■ Directive:
Reproduce the passage of the talk-page discussion on vernacular photography starting with "I have to guess, because" and going on through "it, and where?", word for word.

■ Text excerpt:

━━━━

Should we not rename to Amateur photography per WP:COMMONAME? Shawn in Montreal (talk) 20:30, 12 July 2009 (UTC)[reply]

Amateur photography is not vernacular photography[edit]

"Amateur photographer" shouldn't redirect to vernacular photography, and amateur photography is different than vernacular photography. Amateur photographers do everything professional photographers do and may even sell their photos, it's just not as their main profession. Vernacular photographers take photos of their children, their dogs, or their friends etc. The snapshot aesthetic also has nothing to do with amateur photography. Χρυσάνθη Λυκούση (talk) 03:47, 28 March 2014 (UTC)[reply]

Referencing[edit]

Imagebeau, thank you for your work on this. The article is, I should guess, better than it was before.

I have to guess, because I'm not given the evidence with which I can judge. (I could of course go looking for the evidence myself, but I plead laziness.)

Here's a particularly conspicuous example: The American collector Peter J. Cohen currently dominates vernacular photography in U.S. museums. This is a major claim. Who says it, and where?

I'm very underinformed about this area, and perhaps this is one reason why the books I first think of are The Book of Shadows, The Art of the American Snapshot, The Three Graces: Snapshots of Twentieth-Century Women, Women in Trees, and Amateur (Lifshitz). -- Hoary (talk) 08:03, 6 May 2021 (UTC)[reply]

Hoary, thanks for your help. I've made a few changes. Please keep prodding me if you think I need it.

━━━━

■ Records:
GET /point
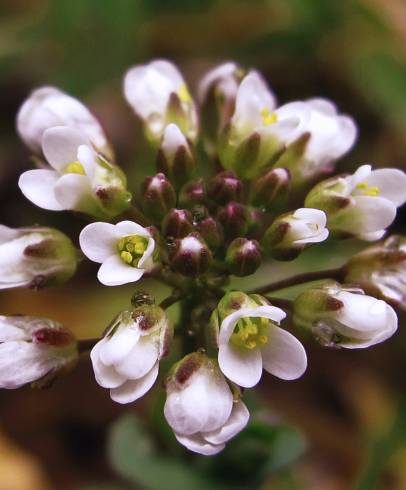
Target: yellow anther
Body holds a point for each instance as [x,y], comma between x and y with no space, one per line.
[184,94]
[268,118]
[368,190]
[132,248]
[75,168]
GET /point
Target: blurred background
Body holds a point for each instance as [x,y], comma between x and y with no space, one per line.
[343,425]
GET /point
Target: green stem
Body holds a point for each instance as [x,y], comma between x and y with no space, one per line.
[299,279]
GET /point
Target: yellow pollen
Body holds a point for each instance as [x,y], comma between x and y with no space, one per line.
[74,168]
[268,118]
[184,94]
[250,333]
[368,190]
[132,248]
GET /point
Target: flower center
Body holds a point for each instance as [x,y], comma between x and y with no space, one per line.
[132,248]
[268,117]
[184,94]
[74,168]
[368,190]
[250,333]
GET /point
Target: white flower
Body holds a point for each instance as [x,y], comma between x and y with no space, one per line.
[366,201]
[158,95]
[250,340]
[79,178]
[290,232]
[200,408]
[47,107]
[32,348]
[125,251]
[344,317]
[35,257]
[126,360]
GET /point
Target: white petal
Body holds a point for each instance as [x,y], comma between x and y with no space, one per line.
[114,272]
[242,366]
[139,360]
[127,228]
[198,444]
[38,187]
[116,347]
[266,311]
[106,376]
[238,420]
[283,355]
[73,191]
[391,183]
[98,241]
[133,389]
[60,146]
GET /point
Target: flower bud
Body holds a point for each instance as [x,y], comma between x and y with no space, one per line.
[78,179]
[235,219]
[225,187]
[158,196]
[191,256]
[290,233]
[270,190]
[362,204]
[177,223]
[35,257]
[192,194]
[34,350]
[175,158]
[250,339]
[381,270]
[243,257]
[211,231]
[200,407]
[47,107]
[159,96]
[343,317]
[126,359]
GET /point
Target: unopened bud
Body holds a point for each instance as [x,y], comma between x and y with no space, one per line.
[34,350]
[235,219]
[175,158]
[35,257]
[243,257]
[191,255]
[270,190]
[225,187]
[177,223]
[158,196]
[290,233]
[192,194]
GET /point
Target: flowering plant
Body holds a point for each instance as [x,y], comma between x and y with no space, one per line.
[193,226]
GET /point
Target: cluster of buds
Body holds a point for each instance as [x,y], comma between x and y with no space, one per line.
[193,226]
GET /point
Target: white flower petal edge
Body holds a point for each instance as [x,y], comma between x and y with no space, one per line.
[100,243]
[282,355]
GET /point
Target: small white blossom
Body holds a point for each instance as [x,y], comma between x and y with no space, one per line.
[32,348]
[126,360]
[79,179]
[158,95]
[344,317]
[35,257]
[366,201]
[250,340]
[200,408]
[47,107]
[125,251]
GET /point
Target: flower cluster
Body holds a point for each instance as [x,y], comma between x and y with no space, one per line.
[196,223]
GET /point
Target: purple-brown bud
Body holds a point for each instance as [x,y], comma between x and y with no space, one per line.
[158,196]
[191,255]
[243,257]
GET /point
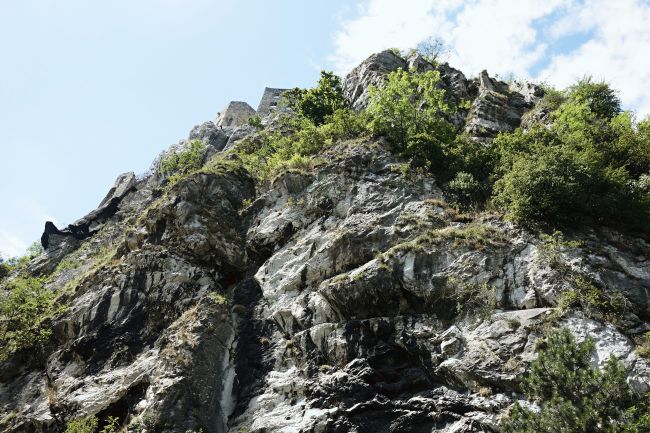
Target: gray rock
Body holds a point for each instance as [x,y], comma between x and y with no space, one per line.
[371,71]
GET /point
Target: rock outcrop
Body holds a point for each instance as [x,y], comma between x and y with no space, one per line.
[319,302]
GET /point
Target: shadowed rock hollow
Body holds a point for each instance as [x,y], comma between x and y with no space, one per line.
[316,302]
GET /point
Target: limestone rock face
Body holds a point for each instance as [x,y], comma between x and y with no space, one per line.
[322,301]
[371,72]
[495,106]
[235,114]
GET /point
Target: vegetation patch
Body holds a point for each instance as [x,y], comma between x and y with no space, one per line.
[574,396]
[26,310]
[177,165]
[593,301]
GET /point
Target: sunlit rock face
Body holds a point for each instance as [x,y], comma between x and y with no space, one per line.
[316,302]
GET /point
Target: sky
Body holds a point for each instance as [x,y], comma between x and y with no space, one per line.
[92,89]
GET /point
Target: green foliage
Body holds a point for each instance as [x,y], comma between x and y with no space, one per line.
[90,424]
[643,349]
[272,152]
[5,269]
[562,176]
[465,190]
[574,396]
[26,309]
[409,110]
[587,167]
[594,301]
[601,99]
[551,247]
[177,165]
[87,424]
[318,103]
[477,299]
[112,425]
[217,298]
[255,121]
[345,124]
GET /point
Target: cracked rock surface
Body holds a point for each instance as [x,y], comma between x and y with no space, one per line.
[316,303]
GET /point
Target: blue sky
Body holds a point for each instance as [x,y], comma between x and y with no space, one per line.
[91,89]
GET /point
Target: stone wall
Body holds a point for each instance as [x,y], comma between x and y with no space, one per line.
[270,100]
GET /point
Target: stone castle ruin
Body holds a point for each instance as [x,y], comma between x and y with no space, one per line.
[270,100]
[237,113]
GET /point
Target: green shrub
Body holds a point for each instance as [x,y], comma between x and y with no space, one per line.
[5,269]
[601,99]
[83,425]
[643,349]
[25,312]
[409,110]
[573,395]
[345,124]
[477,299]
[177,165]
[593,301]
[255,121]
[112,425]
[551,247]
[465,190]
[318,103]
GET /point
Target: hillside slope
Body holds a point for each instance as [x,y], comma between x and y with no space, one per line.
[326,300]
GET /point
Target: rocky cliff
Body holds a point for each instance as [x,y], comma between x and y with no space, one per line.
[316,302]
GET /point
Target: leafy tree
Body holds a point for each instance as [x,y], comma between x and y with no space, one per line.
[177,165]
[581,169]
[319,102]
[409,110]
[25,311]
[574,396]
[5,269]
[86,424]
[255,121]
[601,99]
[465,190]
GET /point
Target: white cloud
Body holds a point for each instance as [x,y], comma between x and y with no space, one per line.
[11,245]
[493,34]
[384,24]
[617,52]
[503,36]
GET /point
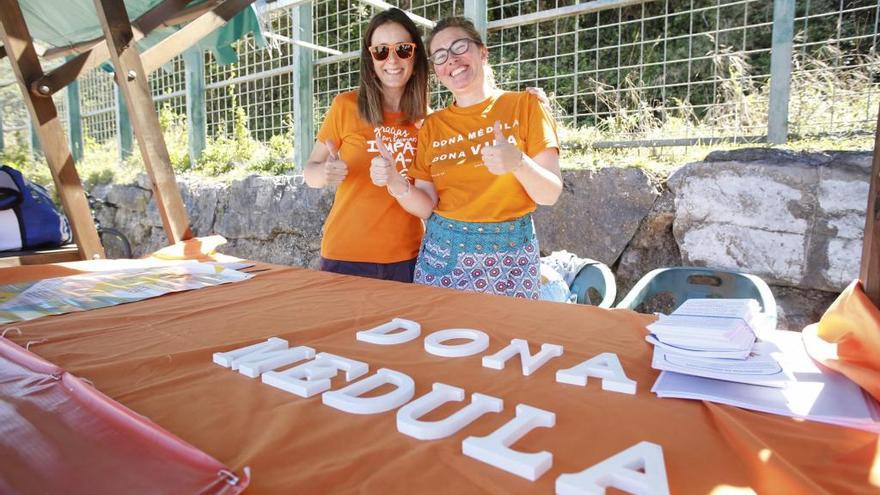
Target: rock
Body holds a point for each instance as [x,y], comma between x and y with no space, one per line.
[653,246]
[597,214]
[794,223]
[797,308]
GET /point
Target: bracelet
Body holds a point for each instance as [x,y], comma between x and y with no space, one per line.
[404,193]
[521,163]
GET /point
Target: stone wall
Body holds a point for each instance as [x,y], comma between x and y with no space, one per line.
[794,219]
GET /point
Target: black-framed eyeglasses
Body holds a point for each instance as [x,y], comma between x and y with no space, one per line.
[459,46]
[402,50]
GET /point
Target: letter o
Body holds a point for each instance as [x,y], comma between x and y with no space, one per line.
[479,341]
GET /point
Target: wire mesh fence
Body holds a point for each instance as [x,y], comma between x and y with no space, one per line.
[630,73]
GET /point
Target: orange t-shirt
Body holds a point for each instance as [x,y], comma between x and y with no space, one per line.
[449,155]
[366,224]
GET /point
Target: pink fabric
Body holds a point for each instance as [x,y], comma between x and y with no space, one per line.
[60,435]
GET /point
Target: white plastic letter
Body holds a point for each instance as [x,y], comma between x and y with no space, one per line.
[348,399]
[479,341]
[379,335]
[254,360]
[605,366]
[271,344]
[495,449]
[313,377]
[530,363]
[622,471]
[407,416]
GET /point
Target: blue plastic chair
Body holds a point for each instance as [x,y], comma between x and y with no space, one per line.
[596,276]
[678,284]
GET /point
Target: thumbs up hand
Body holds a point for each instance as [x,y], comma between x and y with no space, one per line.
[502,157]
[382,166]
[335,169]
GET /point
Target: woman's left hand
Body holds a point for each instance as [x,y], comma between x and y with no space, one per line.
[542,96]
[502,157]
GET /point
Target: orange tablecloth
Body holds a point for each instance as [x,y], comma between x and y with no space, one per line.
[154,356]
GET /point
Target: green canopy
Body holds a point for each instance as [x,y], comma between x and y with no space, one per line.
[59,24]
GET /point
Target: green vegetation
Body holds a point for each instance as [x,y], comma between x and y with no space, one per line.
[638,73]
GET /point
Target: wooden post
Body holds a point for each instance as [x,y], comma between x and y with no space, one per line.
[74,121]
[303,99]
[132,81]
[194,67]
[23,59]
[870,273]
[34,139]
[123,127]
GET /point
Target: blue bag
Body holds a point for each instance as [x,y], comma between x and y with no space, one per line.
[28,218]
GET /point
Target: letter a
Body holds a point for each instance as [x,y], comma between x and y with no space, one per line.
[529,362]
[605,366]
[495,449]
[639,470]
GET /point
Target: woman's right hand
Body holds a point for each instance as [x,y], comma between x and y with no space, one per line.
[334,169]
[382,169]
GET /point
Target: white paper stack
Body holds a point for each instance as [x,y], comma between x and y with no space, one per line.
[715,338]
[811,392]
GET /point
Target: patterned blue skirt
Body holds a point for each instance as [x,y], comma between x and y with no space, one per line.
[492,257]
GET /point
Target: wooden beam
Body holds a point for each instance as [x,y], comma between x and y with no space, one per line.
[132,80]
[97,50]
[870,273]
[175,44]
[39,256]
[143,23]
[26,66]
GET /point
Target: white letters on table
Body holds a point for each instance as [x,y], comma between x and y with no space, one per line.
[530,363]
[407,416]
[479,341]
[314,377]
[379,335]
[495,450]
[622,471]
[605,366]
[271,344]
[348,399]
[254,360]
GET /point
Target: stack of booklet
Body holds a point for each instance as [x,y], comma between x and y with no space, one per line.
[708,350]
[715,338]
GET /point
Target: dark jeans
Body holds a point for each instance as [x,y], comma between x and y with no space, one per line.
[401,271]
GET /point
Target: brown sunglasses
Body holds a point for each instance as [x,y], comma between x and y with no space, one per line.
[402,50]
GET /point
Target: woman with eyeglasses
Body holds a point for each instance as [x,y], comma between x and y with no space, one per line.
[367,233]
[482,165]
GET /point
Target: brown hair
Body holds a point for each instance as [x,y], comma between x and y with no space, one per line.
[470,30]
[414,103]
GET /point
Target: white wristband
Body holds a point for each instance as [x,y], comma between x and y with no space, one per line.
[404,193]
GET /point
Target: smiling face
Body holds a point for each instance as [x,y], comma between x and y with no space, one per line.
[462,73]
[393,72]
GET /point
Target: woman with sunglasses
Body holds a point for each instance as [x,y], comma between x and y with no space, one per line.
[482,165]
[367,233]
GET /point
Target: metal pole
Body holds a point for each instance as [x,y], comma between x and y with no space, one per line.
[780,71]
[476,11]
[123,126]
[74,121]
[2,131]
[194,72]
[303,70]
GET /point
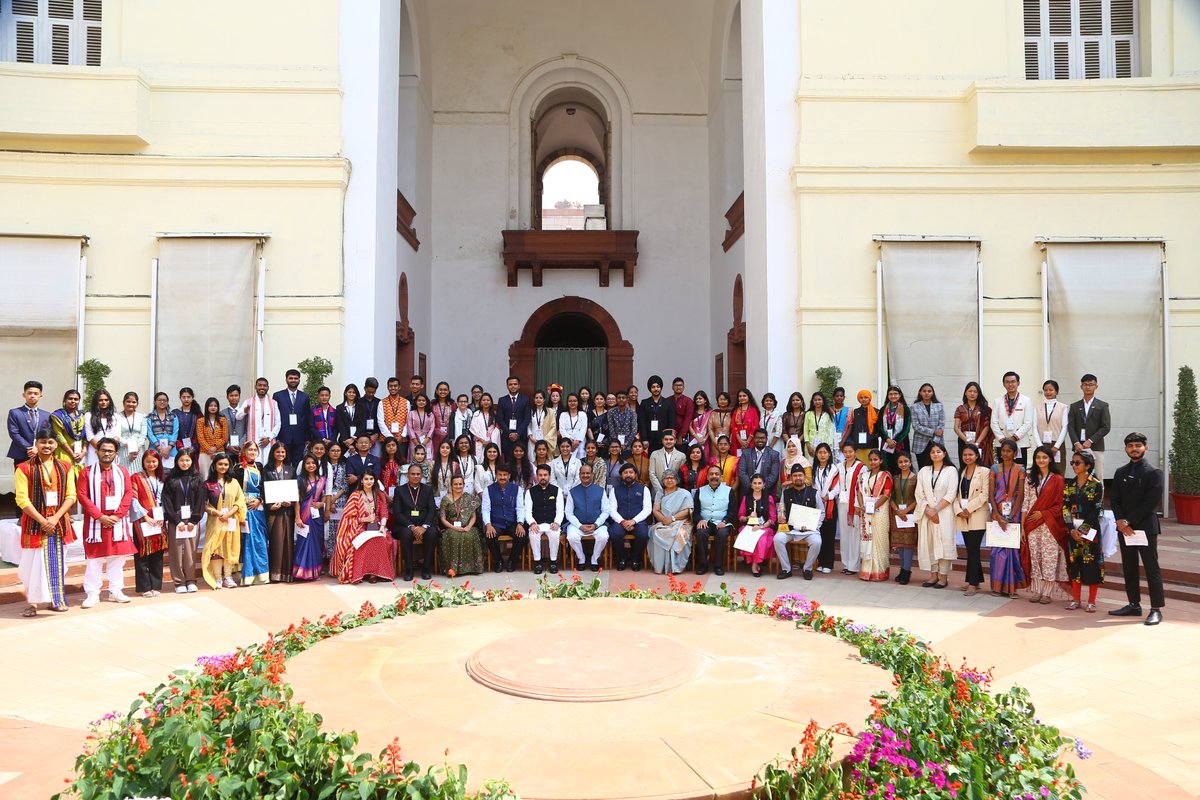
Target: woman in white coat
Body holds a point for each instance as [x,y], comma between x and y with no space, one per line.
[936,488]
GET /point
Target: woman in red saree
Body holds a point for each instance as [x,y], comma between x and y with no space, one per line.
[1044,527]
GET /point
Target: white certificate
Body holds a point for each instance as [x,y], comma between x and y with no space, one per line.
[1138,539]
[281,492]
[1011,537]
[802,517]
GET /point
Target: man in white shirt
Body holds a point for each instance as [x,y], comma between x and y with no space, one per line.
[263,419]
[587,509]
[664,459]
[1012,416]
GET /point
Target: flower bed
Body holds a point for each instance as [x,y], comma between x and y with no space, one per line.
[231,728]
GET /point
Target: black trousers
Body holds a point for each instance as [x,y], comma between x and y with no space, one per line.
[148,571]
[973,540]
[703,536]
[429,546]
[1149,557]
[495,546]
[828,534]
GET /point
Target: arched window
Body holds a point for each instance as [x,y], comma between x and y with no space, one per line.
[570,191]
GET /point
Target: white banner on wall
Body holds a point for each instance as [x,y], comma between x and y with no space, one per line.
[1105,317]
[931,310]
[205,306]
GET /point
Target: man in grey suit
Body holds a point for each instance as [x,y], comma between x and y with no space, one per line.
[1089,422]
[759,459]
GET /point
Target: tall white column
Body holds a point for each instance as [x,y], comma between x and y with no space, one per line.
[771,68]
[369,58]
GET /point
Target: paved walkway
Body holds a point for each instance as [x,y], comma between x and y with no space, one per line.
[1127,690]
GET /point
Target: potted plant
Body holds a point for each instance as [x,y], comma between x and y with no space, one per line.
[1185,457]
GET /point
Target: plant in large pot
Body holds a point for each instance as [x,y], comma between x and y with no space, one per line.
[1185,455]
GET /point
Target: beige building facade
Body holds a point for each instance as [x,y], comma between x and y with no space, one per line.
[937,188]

━━━━

■ Complete answer:
I have to guess, because I'm not given the evidence with which I can judge. (I could of course go looking for the evidence myself, but I plead laziness.)

Here's a particularly conspicuous example: The American collector Peter J. Cohen currently dominates vernacular photography in U.S. museums. This is a major claim. Who says it, and where?